Quote each of the rows below word for word, with nothing changed.

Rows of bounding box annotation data
::::::::::

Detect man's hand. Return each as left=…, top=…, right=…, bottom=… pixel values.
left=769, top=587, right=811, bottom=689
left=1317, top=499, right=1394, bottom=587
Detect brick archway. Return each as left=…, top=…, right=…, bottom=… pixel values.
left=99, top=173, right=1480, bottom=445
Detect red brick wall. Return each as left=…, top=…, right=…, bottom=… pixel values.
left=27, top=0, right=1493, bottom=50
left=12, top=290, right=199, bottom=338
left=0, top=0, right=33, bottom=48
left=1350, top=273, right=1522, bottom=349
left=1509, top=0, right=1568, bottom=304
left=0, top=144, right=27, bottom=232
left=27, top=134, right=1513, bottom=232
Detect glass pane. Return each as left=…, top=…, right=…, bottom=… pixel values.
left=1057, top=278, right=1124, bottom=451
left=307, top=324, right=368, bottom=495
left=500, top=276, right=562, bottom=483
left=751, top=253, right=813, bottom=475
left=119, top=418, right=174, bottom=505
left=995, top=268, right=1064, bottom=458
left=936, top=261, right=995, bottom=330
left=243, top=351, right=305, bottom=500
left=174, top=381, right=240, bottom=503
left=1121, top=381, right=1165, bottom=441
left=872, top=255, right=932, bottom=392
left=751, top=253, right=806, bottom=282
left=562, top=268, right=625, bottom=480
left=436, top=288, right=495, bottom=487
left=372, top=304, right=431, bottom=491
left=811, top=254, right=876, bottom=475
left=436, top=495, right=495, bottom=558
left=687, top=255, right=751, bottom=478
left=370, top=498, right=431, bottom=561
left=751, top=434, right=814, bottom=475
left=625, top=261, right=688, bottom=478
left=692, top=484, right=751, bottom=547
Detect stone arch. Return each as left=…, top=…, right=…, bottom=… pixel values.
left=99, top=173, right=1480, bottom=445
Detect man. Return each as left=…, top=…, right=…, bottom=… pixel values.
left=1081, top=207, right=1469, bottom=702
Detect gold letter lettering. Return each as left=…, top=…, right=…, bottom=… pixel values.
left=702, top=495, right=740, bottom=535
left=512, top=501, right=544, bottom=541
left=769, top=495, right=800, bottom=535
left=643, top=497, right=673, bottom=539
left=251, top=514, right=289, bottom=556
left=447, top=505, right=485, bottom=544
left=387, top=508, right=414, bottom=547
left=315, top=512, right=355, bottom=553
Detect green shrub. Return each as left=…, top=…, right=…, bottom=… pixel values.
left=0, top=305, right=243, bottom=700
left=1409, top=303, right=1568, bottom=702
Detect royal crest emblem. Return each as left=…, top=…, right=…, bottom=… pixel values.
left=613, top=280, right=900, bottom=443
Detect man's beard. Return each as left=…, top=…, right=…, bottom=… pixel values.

::::::::::

- TASK RESULT
Detect man's hand. Return each as left=…, top=…, right=…, bottom=… pixel values.
left=769, top=587, right=811, bottom=689
left=1317, top=499, right=1394, bottom=587
Detect brick archway. Return each as left=…, top=…, right=…, bottom=… pixel values.
left=99, top=173, right=1480, bottom=445
Detect red brick wall. Return each as left=…, top=…, right=…, bottom=… pixel values.
left=27, top=0, right=1493, bottom=50
left=12, top=290, right=199, bottom=338
left=0, top=0, right=33, bottom=48
left=1350, top=273, right=1522, bottom=349
left=1509, top=0, right=1568, bottom=304
left=0, top=144, right=27, bottom=232
left=27, top=134, right=1513, bottom=232
Detect glass pane. Return each as left=…, top=…, right=…, bottom=… pixel values.
left=1057, top=278, right=1124, bottom=451
left=307, top=324, right=368, bottom=495
left=500, top=276, right=562, bottom=483
left=751, top=253, right=813, bottom=475
left=119, top=418, right=174, bottom=505
left=995, top=268, right=1064, bottom=458
left=936, top=261, right=995, bottom=330
left=243, top=351, right=305, bottom=500
left=174, top=381, right=240, bottom=503
left=1121, top=381, right=1165, bottom=441
left=872, top=255, right=932, bottom=392
left=751, top=253, right=806, bottom=282
left=562, top=268, right=625, bottom=480
left=436, top=288, right=495, bottom=487
left=372, top=304, right=431, bottom=491
left=811, top=254, right=876, bottom=475
left=436, top=495, right=495, bottom=558
left=687, top=255, right=751, bottom=478
left=370, top=498, right=431, bottom=561
left=751, top=434, right=814, bottom=475
left=625, top=261, right=688, bottom=478
left=692, top=484, right=751, bottom=547
Detect stone arch. Return each as left=…, top=…, right=…, bottom=… pixel values.
left=99, top=173, right=1480, bottom=445
Detect man. Return each as left=…, top=…, right=…, bottom=… pixel values.
left=1081, top=207, right=1469, bottom=702
Detect gold letter lettering. Return each as left=…, top=…, right=…, bottom=… pixel values.
left=702, top=495, right=740, bottom=535
left=512, top=501, right=544, bottom=541
left=769, top=495, right=800, bottom=535
left=643, top=497, right=673, bottom=539
left=251, top=514, right=289, bottom=556
left=447, top=505, right=485, bottom=544
left=387, top=508, right=414, bottom=547
left=315, top=512, right=355, bottom=553
Detect green shrub. Return each as left=…, top=…, right=…, bottom=… pixel values.
left=0, top=305, right=243, bottom=700
left=1409, top=303, right=1568, bottom=702
Detect royal crest emblem. Return each as left=…, top=…, right=…, bottom=… pixel values.
left=613, top=280, right=900, bottom=443
Detect man's beard. Return each as left=…, top=…, right=…, bottom=… pixel values.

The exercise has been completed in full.